Filter the data below and copy every line that contains the word "house".

** Start DATA ROWS **

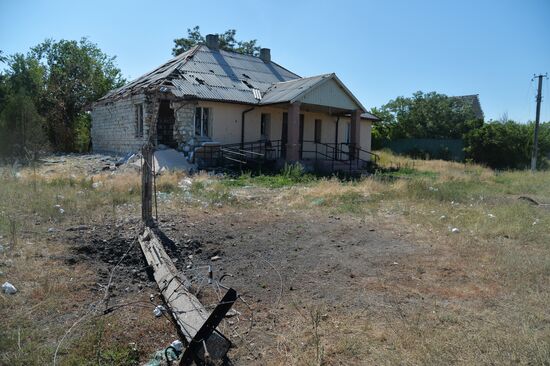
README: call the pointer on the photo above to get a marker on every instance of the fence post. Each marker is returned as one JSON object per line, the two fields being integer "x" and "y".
{"x": 147, "y": 185}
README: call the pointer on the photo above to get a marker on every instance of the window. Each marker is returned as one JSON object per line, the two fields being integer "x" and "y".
{"x": 202, "y": 122}
{"x": 265, "y": 126}
{"x": 318, "y": 124}
{"x": 139, "y": 120}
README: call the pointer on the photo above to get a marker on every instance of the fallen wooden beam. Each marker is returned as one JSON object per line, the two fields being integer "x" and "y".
{"x": 189, "y": 314}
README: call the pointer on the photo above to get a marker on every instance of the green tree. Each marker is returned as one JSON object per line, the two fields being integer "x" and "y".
{"x": 228, "y": 42}
{"x": 75, "y": 75}
{"x": 21, "y": 127}
{"x": 507, "y": 144}
{"x": 426, "y": 115}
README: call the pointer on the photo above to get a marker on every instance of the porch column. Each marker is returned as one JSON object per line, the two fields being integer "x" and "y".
{"x": 355, "y": 132}
{"x": 293, "y": 133}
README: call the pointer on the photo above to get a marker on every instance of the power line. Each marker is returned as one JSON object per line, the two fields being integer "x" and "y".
{"x": 537, "y": 122}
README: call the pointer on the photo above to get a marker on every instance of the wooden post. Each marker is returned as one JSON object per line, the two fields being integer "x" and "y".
{"x": 147, "y": 185}
{"x": 189, "y": 314}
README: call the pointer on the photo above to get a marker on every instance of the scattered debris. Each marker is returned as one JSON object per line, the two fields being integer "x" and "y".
{"x": 534, "y": 202}
{"x": 79, "y": 228}
{"x": 231, "y": 313}
{"x": 167, "y": 355}
{"x": 178, "y": 345}
{"x": 8, "y": 288}
{"x": 159, "y": 310}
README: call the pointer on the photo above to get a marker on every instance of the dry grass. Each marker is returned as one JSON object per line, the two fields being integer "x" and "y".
{"x": 480, "y": 297}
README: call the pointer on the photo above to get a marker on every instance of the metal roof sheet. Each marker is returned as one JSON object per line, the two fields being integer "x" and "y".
{"x": 209, "y": 74}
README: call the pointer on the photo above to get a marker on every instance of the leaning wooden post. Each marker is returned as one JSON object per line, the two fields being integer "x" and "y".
{"x": 147, "y": 185}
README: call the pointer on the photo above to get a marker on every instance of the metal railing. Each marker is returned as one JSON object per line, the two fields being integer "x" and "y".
{"x": 254, "y": 153}
{"x": 338, "y": 155}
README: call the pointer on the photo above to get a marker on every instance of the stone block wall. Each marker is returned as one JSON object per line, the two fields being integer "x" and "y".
{"x": 114, "y": 125}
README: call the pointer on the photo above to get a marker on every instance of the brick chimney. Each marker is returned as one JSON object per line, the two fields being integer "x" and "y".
{"x": 265, "y": 55}
{"x": 213, "y": 41}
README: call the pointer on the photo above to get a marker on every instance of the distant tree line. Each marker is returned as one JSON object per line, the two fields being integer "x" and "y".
{"x": 501, "y": 144}
{"x": 45, "y": 95}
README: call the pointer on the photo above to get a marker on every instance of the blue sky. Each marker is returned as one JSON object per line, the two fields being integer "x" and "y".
{"x": 379, "y": 49}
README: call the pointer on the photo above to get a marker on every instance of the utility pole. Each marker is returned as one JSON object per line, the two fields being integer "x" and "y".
{"x": 537, "y": 122}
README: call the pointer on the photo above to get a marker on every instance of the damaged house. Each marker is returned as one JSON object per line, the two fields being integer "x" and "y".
{"x": 219, "y": 107}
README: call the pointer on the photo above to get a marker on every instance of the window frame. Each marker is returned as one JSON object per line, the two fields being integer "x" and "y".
{"x": 265, "y": 126}
{"x": 205, "y": 121}
{"x": 318, "y": 131}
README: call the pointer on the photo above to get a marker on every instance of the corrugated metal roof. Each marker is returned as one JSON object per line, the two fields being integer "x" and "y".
{"x": 207, "y": 74}
{"x": 286, "y": 91}
{"x": 203, "y": 73}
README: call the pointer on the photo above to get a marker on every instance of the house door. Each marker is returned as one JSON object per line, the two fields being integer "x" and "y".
{"x": 284, "y": 135}
{"x": 301, "y": 135}
{"x": 165, "y": 125}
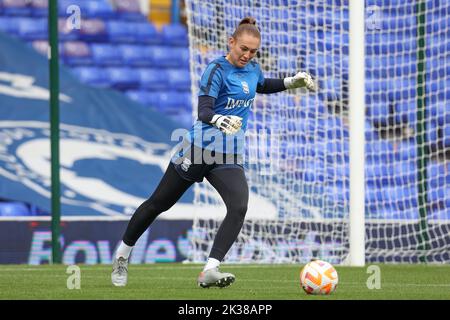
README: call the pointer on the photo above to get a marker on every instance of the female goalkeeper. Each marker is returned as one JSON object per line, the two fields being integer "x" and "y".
{"x": 213, "y": 150}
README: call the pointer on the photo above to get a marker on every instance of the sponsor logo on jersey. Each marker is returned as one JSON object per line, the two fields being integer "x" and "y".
{"x": 245, "y": 87}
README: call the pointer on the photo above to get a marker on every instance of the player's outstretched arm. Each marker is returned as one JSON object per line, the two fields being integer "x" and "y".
{"x": 227, "y": 124}
{"x": 301, "y": 80}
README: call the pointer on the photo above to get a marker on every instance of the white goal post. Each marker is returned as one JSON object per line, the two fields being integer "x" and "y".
{"x": 357, "y": 172}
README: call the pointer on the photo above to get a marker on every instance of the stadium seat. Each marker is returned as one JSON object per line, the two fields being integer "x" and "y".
{"x": 440, "y": 214}
{"x": 32, "y": 29}
{"x": 405, "y": 150}
{"x": 9, "y": 25}
{"x": 437, "y": 68}
{"x": 92, "y": 75}
{"x": 406, "y": 112}
{"x": 144, "y": 32}
{"x": 437, "y": 174}
{"x": 135, "y": 55}
{"x": 183, "y": 56}
{"x": 122, "y": 78}
{"x": 66, "y": 32}
{"x": 152, "y": 79}
{"x": 141, "y": 96}
{"x": 379, "y": 151}
{"x": 76, "y": 53}
{"x": 165, "y": 57}
{"x": 41, "y": 46}
{"x": 405, "y": 173}
{"x": 39, "y": 8}
{"x": 14, "y": 209}
{"x": 105, "y": 55}
{"x": 174, "y": 34}
{"x": 99, "y": 9}
{"x": 378, "y": 174}
{"x": 179, "y": 79}
{"x": 166, "y": 101}
{"x": 379, "y": 112}
{"x": 446, "y": 137}
{"x": 15, "y": 7}
{"x": 128, "y": 10}
{"x": 93, "y": 30}
{"x": 119, "y": 32}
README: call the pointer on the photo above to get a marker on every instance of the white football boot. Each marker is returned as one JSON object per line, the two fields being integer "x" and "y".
{"x": 119, "y": 274}
{"x": 214, "y": 278}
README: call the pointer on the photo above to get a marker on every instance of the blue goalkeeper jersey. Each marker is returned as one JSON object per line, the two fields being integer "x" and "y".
{"x": 234, "y": 89}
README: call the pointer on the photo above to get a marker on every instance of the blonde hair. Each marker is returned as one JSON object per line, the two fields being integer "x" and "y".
{"x": 247, "y": 25}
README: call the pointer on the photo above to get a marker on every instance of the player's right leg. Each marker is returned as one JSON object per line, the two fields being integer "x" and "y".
{"x": 232, "y": 187}
{"x": 168, "y": 192}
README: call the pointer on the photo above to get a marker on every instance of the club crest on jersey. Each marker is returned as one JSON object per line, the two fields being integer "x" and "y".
{"x": 245, "y": 87}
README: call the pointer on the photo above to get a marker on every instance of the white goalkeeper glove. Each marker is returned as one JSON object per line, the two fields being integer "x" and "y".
{"x": 301, "y": 80}
{"x": 227, "y": 124}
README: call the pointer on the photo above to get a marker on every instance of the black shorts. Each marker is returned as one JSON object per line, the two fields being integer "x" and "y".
{"x": 194, "y": 163}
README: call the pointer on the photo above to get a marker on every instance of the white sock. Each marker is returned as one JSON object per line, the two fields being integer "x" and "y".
{"x": 123, "y": 250}
{"x": 211, "y": 264}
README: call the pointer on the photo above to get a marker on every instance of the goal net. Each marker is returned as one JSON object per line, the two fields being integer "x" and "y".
{"x": 297, "y": 143}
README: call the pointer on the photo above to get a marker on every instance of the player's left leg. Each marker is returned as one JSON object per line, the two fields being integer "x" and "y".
{"x": 232, "y": 186}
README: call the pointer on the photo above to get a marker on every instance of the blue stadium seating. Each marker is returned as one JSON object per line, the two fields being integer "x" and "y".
{"x": 135, "y": 55}
{"x": 405, "y": 150}
{"x": 438, "y": 174}
{"x": 32, "y": 29}
{"x": 9, "y": 25}
{"x": 105, "y": 54}
{"x": 142, "y": 96}
{"x": 128, "y": 10}
{"x": 14, "y": 209}
{"x": 146, "y": 33}
{"x": 39, "y": 8}
{"x": 440, "y": 214}
{"x": 122, "y": 78}
{"x": 406, "y": 112}
{"x": 15, "y": 8}
{"x": 174, "y": 35}
{"x": 119, "y": 32}
{"x": 67, "y": 32}
{"x": 92, "y": 75}
{"x": 179, "y": 79}
{"x": 446, "y": 130}
{"x": 93, "y": 30}
{"x": 379, "y": 151}
{"x": 76, "y": 53}
{"x": 152, "y": 79}
{"x": 165, "y": 57}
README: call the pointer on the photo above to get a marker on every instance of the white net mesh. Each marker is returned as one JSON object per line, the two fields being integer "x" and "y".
{"x": 297, "y": 143}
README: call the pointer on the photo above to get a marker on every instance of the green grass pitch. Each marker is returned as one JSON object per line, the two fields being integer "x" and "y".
{"x": 174, "y": 281}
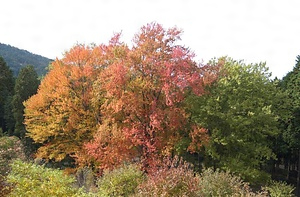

** End DATA ROWS **

## ANSWER TO THE EXERCISE:
README: call the pointer on the photo above to get a marker on every instance of the damaged house. Each marker is returned as one JSON object per line, the two fields being integer "x" and "y".
README: call the pointer on the photo above to get a marker on every instance of the house door. Each marker is returned as one JSON object per line, the two fields being integer "x" and "y".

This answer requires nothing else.